GIVEN EXERCISE: Locate every line in the rows below that contains the word "purple" and copy each of those lines.

DATASET EXCERPTS:
------------------------------------------------------------
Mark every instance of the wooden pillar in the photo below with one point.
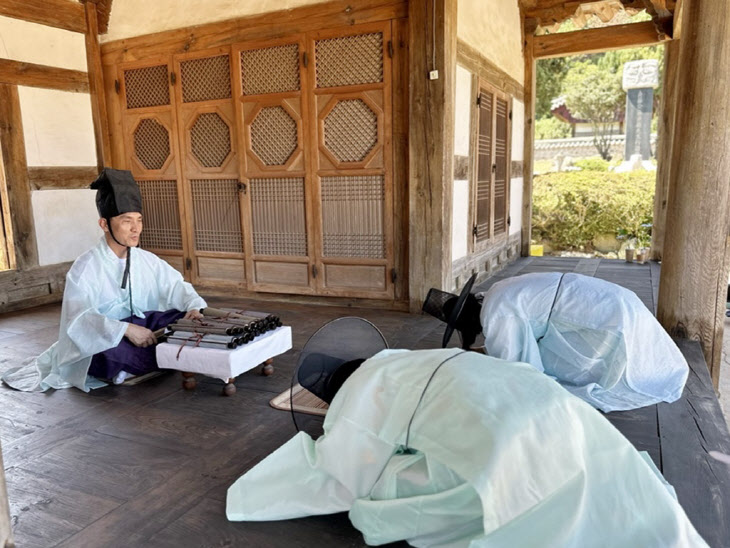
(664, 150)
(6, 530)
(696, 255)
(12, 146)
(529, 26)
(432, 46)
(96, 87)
------------------------------------------------------------
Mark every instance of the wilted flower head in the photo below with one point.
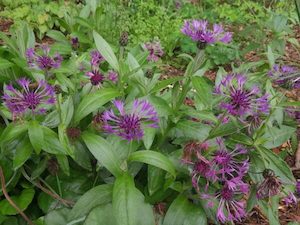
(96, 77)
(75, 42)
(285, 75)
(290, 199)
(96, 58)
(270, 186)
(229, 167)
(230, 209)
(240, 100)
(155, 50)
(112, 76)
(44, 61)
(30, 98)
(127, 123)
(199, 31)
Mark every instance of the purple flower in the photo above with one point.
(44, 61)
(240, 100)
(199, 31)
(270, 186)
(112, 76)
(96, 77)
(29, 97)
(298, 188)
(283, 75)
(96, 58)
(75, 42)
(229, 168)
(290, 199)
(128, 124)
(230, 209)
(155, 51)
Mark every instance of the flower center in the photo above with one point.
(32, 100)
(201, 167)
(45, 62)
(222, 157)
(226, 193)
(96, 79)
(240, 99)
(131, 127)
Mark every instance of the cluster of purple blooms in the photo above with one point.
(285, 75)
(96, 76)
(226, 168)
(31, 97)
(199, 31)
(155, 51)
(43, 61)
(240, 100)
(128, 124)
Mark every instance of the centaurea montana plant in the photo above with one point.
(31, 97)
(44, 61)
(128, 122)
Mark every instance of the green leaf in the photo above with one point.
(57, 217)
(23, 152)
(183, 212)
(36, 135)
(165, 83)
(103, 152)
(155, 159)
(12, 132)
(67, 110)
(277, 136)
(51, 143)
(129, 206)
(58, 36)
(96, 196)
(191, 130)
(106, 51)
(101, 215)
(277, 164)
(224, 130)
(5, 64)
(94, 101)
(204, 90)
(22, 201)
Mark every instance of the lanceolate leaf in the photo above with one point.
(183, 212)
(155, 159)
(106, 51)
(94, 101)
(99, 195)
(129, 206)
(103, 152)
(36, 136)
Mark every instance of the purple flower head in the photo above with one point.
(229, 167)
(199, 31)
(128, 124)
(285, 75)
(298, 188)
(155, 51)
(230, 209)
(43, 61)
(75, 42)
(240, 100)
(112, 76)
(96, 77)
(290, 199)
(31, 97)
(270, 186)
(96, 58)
------------------------------------------------------------
RIGHT ANSWER:
Mark every instance of the purple flower in the photo above with one point.
Mark every instance of the cluster of purple blooms in the photo above with one point.
Mark every instance of the purple flower head in the photo above with one point.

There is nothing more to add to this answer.